--- BEGIN ---

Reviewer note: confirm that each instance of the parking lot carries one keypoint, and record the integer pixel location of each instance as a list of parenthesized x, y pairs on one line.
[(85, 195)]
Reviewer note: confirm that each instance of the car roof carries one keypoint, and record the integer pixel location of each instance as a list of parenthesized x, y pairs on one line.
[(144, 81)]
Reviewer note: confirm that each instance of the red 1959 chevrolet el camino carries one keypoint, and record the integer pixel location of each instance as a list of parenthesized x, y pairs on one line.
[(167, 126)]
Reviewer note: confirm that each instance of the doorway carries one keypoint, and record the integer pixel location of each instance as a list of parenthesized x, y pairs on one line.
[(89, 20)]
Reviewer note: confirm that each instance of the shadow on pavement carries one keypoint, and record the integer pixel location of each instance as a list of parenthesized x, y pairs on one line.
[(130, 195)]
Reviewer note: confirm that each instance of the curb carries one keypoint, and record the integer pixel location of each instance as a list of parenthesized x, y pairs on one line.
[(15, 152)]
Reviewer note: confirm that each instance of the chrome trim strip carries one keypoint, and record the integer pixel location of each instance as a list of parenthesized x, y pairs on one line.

--- END ---
--- BEGIN ---

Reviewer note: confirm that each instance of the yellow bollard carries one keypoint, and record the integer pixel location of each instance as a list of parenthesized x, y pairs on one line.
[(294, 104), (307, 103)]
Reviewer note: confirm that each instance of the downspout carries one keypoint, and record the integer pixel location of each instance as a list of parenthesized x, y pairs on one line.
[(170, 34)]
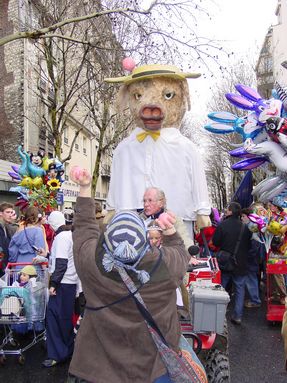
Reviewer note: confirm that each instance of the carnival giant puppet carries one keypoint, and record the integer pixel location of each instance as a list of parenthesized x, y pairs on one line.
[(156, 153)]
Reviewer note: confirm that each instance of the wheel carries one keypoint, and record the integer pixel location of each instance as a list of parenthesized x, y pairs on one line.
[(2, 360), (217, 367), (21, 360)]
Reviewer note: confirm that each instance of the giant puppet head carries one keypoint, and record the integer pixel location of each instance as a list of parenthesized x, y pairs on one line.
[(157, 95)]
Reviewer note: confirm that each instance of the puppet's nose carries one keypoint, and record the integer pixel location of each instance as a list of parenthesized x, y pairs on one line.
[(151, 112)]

--- END ---

Copy the material verbatim, beginning at the line that contains "Reviewer note: confirm that each instance of the giant" and ending after the line that contains "[(151, 112)]", with both of those lines included.

Solution:
Reviewer note: confirm that each instance of the giant puppet head carries one keypoint, and record the integer pixel location of each instance as a list of parenthesized x, y pairs on one line.
[(157, 95)]
Reviewer note: confirm that each instance of the puppet's nose carries one keypoint, and record the integer pixel location of each instance as a list of parenthesized x, y pairs on one line.
[(151, 112)]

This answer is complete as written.